Goal of the exercise>
Count how many lines in the listing below contain the string "shorts", and give only that number.

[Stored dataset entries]
++++++++++

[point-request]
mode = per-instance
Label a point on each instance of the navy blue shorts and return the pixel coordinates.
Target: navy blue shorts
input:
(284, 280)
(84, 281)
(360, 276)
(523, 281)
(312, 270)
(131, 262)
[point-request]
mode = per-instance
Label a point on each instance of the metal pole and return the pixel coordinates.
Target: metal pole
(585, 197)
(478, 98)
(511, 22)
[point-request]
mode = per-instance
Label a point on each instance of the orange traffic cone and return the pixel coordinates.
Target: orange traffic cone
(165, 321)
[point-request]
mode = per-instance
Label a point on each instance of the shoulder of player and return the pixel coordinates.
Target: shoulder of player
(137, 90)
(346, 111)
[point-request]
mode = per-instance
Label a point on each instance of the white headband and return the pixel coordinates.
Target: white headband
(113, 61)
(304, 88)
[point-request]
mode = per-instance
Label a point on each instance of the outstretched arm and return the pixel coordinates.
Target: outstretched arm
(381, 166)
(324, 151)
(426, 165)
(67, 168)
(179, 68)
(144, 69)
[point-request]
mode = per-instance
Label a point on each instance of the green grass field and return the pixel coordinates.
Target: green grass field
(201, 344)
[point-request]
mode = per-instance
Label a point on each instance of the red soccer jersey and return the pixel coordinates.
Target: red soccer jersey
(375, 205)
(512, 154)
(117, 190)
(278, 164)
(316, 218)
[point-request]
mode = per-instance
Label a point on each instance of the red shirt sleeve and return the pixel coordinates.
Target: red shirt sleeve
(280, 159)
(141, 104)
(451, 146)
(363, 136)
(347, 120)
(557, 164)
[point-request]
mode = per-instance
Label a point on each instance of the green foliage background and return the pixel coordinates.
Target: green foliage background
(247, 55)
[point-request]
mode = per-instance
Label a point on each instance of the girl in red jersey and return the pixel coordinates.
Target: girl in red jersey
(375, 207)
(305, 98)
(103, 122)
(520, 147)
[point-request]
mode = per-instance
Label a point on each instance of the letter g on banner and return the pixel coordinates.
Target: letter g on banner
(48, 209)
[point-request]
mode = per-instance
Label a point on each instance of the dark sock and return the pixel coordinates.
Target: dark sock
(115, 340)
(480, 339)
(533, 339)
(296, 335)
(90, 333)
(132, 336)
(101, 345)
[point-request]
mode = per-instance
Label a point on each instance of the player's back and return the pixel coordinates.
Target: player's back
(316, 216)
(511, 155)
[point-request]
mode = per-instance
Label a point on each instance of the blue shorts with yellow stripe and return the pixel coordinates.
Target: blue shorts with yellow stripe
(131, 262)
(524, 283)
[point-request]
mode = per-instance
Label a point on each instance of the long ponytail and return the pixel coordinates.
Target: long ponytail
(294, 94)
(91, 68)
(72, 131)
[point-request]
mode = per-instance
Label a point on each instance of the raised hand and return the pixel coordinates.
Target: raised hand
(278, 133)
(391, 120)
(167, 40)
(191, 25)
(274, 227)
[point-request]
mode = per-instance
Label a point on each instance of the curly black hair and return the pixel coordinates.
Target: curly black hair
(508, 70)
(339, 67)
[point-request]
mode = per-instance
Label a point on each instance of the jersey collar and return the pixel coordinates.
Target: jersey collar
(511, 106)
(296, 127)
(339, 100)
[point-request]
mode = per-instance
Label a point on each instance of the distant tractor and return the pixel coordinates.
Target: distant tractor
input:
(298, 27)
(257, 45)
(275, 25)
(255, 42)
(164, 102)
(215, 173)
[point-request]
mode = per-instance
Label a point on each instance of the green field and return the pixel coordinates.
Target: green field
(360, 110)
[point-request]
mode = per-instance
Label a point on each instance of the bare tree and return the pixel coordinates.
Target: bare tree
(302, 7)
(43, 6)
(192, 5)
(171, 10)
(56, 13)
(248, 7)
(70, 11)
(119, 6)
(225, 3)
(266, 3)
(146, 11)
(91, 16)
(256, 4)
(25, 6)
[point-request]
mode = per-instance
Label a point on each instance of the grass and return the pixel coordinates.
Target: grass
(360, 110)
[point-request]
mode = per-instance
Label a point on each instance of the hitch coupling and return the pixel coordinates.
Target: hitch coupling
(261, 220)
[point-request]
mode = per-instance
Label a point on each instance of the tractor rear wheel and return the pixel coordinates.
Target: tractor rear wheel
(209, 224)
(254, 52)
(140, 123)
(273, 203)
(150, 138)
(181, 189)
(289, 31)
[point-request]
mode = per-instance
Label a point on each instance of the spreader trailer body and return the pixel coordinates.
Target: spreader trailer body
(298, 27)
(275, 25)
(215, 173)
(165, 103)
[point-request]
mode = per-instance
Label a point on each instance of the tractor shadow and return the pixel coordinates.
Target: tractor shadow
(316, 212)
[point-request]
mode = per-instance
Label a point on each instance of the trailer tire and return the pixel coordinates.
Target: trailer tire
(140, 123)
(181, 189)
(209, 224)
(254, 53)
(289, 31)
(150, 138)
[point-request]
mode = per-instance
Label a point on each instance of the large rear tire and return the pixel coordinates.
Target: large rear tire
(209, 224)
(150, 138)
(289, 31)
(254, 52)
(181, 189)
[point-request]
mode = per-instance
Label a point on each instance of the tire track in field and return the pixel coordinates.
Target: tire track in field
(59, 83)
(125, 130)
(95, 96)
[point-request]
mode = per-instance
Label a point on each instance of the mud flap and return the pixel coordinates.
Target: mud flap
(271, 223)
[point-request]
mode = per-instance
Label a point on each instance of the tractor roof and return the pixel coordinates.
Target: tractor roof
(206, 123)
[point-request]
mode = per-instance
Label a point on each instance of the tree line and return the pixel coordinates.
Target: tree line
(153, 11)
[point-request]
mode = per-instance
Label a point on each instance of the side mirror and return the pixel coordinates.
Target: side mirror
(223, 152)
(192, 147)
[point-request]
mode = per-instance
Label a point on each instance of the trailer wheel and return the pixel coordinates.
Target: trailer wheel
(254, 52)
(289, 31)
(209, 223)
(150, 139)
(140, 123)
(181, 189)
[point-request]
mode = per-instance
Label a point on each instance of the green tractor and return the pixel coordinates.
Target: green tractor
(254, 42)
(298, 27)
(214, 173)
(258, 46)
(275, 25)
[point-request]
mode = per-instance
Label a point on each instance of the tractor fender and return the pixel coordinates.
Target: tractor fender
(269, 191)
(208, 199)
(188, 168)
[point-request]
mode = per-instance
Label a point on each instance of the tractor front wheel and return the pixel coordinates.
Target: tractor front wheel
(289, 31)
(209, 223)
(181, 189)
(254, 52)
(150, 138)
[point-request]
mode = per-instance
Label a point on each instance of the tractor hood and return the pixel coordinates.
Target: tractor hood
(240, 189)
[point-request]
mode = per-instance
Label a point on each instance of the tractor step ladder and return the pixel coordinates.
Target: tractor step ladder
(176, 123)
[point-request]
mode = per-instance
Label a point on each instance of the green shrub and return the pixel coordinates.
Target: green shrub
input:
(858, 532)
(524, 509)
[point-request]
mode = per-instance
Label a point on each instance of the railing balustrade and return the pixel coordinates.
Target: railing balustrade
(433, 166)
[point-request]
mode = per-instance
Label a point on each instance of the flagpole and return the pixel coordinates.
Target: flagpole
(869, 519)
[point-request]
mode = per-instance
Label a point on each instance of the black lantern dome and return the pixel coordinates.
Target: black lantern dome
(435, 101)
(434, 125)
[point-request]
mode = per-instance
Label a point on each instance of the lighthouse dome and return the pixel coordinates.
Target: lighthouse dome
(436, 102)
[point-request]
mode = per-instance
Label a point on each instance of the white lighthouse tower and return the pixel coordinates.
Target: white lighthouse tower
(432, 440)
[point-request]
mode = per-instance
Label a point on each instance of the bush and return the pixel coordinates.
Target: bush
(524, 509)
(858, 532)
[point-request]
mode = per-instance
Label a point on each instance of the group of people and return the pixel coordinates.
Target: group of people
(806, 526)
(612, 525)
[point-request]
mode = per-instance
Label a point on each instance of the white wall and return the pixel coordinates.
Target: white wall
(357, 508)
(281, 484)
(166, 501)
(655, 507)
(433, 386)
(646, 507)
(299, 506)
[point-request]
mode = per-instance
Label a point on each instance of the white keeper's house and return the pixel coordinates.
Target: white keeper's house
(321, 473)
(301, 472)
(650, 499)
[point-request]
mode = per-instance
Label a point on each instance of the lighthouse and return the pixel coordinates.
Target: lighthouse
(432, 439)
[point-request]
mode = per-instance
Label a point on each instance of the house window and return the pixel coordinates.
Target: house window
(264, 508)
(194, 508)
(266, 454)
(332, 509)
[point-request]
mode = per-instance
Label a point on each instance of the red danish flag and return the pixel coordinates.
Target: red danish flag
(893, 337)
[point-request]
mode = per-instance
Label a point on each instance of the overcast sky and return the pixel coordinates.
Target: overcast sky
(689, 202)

++++++++++

Result of the task>
4